Stored records -
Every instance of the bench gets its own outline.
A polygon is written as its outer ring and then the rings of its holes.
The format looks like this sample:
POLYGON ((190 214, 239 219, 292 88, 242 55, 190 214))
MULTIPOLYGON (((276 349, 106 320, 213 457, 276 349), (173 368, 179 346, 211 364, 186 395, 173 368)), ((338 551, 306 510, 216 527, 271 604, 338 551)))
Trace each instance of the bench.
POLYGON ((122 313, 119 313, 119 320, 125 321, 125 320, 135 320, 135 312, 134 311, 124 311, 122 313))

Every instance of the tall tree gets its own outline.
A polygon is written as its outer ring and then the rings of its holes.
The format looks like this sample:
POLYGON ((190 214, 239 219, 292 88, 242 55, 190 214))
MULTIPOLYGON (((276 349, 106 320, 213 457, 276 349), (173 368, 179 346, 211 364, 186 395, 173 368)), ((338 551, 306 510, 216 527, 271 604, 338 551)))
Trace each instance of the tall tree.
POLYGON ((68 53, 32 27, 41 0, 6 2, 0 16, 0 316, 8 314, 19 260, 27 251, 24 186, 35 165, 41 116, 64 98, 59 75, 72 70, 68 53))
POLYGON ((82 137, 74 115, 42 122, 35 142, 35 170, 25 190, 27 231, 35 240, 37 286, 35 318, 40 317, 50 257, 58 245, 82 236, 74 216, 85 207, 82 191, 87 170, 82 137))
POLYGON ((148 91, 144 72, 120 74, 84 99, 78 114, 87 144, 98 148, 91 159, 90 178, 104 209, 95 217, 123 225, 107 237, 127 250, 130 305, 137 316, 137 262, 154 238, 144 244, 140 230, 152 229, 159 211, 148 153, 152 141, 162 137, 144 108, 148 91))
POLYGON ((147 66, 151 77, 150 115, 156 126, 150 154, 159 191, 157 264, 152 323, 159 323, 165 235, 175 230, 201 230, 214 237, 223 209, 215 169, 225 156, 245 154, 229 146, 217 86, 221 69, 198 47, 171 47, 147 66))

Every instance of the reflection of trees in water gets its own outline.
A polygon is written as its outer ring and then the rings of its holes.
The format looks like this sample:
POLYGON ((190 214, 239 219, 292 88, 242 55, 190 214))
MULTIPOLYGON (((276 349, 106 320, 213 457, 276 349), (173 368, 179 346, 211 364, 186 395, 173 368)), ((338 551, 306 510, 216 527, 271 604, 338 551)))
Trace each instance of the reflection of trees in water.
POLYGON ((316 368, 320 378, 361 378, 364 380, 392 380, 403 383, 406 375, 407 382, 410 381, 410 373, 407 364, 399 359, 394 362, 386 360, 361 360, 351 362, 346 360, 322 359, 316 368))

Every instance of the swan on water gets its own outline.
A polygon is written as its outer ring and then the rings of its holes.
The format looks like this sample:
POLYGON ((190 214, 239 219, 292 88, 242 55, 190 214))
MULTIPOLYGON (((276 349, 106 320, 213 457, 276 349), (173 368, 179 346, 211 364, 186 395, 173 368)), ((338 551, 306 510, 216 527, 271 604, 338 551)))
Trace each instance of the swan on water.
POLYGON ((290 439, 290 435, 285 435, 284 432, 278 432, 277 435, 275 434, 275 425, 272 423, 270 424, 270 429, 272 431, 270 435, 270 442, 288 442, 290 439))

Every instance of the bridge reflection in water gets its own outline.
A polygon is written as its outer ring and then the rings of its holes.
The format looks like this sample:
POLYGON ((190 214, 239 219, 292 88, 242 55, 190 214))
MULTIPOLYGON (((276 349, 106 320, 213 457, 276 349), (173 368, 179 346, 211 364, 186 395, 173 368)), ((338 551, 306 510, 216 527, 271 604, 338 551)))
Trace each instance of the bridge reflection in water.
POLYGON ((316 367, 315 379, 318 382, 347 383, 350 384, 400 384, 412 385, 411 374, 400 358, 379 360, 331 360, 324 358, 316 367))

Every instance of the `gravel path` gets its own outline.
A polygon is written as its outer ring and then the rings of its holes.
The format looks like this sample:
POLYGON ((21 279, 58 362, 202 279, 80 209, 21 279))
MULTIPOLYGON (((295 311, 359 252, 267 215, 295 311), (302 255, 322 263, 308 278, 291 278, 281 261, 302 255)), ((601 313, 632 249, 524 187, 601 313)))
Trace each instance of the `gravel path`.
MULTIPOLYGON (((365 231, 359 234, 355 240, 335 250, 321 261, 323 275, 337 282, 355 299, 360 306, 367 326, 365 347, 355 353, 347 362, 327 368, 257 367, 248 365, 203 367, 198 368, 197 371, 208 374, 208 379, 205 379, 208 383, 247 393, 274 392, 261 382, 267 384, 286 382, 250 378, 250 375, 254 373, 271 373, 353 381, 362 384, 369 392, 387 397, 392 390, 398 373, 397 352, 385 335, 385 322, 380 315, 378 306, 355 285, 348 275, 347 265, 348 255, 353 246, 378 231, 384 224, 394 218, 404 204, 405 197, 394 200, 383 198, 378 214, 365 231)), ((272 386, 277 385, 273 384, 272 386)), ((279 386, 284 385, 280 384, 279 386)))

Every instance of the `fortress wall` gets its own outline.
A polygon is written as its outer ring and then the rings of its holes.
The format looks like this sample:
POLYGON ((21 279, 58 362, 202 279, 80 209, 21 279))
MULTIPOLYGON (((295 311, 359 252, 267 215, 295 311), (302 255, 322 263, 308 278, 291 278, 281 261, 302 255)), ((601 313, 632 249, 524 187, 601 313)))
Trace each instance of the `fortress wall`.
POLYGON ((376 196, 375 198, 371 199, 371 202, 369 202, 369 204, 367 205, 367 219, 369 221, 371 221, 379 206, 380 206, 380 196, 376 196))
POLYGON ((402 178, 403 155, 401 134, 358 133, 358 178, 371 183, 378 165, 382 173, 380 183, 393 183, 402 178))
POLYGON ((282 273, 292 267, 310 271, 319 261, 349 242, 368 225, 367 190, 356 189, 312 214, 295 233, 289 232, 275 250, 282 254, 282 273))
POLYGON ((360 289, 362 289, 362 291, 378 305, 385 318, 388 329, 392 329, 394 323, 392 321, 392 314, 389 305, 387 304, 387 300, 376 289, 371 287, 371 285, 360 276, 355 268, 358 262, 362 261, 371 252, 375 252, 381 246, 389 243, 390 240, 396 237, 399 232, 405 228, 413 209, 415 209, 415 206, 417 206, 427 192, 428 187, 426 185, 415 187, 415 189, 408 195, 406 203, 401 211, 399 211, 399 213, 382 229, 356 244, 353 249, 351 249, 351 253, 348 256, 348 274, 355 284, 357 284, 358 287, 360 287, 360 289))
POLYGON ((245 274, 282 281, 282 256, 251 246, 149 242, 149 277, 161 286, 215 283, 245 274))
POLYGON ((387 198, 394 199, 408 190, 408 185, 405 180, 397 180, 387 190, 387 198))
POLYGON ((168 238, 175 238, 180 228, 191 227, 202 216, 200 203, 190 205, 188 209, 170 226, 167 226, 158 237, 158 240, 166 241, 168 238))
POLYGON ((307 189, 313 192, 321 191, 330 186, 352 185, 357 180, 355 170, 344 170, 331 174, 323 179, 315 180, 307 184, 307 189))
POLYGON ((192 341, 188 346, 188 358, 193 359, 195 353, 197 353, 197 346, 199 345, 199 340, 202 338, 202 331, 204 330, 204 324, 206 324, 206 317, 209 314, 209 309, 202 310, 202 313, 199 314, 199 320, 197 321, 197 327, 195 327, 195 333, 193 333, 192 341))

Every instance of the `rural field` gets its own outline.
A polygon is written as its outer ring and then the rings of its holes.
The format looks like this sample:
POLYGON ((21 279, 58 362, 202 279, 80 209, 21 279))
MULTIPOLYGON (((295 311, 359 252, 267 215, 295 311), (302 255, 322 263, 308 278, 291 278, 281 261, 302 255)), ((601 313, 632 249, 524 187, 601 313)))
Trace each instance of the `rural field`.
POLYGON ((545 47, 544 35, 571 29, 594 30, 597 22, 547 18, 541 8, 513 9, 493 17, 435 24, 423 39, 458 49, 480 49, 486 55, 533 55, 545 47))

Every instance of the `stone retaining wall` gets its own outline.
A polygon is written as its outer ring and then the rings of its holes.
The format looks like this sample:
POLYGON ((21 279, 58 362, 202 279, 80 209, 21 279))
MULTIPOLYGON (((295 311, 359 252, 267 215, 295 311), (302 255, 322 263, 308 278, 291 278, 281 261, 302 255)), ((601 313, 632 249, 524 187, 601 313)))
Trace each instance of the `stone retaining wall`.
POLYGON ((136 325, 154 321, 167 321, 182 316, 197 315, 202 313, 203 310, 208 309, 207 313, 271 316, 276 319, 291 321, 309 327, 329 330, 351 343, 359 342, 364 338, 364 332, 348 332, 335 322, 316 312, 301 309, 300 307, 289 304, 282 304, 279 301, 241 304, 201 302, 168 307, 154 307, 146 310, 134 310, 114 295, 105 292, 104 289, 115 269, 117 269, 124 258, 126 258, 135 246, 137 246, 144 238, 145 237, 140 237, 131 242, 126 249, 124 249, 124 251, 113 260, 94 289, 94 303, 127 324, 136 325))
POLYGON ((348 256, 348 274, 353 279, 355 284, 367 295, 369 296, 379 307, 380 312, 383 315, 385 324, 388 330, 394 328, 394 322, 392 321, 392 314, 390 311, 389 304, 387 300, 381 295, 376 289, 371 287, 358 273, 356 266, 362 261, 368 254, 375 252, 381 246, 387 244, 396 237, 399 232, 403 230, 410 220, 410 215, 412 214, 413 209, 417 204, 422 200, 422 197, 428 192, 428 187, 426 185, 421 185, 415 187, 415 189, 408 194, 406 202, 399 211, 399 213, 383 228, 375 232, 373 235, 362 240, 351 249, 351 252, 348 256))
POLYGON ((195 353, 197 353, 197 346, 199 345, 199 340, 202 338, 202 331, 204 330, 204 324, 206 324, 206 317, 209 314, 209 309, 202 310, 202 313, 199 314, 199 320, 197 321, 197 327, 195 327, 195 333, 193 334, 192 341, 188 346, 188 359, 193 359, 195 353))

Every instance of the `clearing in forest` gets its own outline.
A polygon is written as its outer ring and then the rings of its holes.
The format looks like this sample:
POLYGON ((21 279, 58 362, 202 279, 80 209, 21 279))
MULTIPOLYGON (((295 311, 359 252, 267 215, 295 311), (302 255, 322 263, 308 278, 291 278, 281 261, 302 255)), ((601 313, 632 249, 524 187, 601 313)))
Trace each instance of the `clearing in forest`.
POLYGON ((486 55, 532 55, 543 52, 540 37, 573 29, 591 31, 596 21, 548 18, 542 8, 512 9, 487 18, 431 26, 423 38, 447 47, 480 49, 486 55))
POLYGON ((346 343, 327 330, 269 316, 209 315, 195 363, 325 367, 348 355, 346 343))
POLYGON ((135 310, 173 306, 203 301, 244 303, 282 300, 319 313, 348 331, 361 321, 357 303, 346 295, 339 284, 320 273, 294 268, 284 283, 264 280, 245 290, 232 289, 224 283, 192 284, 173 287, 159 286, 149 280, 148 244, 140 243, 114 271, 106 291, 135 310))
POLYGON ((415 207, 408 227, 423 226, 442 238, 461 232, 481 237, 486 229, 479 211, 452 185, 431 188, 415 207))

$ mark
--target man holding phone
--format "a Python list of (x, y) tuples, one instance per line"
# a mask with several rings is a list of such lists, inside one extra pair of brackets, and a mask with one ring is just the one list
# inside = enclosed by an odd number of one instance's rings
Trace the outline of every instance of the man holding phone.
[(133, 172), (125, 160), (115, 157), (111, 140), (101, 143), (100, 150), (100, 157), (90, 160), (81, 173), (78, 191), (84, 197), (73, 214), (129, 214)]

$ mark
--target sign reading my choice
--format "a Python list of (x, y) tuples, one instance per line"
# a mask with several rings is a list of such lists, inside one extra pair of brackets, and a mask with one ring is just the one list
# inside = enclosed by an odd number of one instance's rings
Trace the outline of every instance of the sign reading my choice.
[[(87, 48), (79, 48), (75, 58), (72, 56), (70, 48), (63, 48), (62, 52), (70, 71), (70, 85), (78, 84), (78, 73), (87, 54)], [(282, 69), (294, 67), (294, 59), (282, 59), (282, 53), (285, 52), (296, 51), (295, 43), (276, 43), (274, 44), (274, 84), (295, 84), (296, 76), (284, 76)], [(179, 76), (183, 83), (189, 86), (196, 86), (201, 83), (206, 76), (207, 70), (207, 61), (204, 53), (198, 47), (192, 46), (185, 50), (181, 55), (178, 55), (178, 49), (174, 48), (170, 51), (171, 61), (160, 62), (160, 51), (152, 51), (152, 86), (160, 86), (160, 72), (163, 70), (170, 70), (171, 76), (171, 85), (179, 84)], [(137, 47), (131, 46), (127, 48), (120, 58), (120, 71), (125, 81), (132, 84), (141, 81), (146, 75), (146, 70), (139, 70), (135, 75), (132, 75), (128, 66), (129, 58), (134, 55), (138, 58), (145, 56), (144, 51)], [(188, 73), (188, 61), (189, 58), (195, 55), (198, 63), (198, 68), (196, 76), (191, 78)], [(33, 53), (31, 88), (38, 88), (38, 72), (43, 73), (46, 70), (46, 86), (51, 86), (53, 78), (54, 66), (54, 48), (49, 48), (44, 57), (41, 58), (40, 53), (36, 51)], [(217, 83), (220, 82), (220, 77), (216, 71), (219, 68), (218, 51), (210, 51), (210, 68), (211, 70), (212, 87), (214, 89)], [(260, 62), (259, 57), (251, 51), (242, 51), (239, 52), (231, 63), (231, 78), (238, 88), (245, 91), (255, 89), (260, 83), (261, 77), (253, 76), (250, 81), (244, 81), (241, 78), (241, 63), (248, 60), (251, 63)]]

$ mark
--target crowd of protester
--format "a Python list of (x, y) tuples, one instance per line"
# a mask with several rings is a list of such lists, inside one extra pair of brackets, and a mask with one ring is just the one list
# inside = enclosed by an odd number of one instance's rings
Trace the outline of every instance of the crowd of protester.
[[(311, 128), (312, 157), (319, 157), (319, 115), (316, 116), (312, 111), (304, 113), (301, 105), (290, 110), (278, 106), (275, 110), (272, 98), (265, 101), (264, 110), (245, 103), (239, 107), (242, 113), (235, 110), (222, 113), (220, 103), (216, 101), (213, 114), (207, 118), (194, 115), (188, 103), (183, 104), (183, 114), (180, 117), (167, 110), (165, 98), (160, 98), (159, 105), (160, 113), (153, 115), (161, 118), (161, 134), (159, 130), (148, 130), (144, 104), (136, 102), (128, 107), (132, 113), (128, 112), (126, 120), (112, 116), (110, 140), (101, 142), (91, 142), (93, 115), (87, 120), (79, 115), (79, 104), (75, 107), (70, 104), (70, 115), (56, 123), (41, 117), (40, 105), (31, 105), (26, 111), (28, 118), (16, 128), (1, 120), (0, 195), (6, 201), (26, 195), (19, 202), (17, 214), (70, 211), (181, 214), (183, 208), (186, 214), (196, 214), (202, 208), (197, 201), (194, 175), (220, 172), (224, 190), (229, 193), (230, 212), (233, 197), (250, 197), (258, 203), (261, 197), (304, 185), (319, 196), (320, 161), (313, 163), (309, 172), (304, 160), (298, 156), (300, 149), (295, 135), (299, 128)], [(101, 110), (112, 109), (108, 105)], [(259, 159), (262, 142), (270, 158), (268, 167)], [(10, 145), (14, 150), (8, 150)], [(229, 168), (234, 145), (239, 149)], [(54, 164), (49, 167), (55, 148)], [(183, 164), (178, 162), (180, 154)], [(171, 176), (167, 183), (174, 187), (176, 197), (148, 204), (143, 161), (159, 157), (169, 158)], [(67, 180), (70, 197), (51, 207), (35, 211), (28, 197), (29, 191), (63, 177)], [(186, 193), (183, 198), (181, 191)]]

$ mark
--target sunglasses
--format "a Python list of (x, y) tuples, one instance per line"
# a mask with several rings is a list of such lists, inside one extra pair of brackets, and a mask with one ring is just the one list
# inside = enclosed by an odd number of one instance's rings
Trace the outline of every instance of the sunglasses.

Short problem -
Please give the rows again from the line with "Every instance of the reflection" up to and including the line with "POLYGON ((316 368, 320", swapping "trees" for "boats" and leaving everything else unchanged.

Final answer -
Every instance of the reflection of boats in water gets its own outline.
A polygon is written as its outer ring and then the rings of its holes.
The format looks like this sample:
POLYGON ((190 214, 239 219, 292 88, 242 55, 190 214))
MULTIPOLYGON (((276 349, 106 320, 213 457, 276 349), (173 368, 179 346, 211 364, 186 395, 173 368)), ((338 551, 306 510, 216 527, 271 604, 338 551)))
Trace each instance of the reflection of boats in water.
POLYGON ((316 368, 320 378, 361 378, 364 380, 392 380, 403 383, 406 375, 407 382, 410 381, 410 373, 407 364, 399 359, 394 362, 386 360, 361 360, 351 362, 346 360, 322 359, 316 368))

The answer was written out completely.